- 주어진 과제
아래 항목에서 문자열 "stripe"가 들어 있는 줄을 모두 찾아 한 줄도 빠짐없이 그대로 옮겨 보고하세요. 대소문자는 구분합니다.

- 추출된 데이터

☆ ☆ ☆ ☆

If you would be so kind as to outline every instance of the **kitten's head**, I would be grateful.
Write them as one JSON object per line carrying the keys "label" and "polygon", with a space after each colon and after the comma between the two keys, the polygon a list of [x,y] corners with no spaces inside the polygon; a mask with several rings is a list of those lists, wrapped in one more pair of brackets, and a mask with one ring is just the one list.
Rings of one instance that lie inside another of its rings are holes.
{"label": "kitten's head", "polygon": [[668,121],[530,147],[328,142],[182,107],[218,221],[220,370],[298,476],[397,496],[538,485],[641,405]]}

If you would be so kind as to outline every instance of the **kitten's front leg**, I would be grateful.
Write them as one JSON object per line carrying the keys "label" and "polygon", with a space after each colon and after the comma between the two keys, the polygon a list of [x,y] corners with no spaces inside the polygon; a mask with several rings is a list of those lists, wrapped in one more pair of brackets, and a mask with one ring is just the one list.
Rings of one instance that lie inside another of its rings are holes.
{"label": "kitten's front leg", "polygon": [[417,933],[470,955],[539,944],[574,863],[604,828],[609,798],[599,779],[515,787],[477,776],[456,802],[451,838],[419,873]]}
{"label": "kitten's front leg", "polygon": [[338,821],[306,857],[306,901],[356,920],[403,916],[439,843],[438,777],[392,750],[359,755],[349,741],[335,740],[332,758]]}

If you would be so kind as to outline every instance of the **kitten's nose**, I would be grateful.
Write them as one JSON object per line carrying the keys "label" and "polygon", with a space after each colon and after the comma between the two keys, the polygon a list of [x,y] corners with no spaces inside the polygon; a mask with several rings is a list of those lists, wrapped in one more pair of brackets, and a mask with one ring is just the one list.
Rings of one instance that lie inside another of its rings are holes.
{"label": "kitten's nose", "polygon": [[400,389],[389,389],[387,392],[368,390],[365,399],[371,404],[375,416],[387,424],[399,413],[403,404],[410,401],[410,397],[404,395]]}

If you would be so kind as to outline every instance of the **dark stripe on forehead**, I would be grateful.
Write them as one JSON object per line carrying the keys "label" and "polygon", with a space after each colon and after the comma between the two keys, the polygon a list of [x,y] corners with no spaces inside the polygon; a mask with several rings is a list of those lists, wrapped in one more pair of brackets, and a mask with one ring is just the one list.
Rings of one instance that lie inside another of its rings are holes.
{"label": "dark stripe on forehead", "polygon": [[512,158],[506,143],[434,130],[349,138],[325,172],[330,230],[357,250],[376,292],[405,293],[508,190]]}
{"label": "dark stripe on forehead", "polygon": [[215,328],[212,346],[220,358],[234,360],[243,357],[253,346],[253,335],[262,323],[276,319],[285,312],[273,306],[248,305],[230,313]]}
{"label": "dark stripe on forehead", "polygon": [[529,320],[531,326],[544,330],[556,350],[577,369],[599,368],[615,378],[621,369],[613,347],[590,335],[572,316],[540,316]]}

☆ ☆ ☆ ☆

- 과제 답변
If you would be so kind as to outline every instance of the **dark stripe on forehead**, I would be grateful.
{"label": "dark stripe on forehead", "polygon": [[512,158],[506,143],[434,130],[349,138],[325,172],[330,230],[357,250],[376,292],[405,293],[508,190]]}
{"label": "dark stripe on forehead", "polygon": [[215,328],[212,346],[220,358],[234,360],[243,357],[253,346],[253,335],[262,323],[276,319],[285,312],[273,306],[248,305],[230,313]]}
{"label": "dark stripe on forehead", "polygon": [[529,320],[531,326],[544,330],[556,350],[577,369],[599,368],[615,378],[621,369],[613,347],[590,335],[572,316],[540,316]]}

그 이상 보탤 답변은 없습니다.